▶ **TASK PROMPT**:
Please give back an exact reproduction of the lines from the one with "Target: polished wood desk edge" through the end of the entries below, and no others.

Stored data entries:

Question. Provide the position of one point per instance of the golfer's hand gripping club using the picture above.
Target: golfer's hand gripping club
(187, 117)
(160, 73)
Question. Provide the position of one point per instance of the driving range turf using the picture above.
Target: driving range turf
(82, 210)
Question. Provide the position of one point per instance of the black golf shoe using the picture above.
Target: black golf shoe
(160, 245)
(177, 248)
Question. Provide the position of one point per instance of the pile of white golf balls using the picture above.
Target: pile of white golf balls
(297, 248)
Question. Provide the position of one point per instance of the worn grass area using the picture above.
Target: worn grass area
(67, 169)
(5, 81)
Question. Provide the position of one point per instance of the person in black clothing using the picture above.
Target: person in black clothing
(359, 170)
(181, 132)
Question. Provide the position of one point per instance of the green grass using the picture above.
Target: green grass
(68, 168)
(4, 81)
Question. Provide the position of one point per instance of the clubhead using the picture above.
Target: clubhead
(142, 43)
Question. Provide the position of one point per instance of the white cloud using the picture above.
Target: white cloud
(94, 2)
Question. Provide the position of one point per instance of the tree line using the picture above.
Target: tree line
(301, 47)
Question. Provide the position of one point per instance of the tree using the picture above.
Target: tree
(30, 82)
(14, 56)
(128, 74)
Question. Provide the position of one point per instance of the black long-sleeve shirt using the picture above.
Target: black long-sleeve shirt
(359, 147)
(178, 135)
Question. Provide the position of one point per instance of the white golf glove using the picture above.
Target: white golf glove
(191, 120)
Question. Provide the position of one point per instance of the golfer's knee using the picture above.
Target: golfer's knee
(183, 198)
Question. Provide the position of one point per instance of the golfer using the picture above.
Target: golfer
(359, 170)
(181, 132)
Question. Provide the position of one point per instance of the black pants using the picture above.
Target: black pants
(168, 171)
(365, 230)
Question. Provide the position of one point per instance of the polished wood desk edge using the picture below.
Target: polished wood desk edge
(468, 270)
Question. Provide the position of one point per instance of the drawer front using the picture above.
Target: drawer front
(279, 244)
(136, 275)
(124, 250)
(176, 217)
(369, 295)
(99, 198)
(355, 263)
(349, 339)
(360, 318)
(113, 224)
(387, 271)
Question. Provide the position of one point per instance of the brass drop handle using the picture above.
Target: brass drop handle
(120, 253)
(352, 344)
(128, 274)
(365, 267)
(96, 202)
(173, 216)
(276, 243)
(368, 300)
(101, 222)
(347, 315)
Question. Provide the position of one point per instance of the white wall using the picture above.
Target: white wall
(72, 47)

▶ **WRITTEN RESPONSE**:
Target: polished wood desk edge
(468, 270)
Question. Provide the position of one point per instance of the drawer front using the picture above.
Target: drawer front
(279, 244)
(136, 275)
(124, 250)
(176, 217)
(369, 295)
(99, 198)
(355, 263)
(349, 339)
(360, 318)
(113, 224)
(387, 271)
Question. Provide the position of one point per instance of the brass drop handle using the picture above.
Target: brass drop handle
(120, 253)
(352, 344)
(128, 274)
(365, 267)
(96, 202)
(173, 216)
(276, 243)
(368, 300)
(101, 222)
(347, 315)
Question. Provide the position of one point per instance of the white wall using the picture above.
Target: white wall
(72, 47)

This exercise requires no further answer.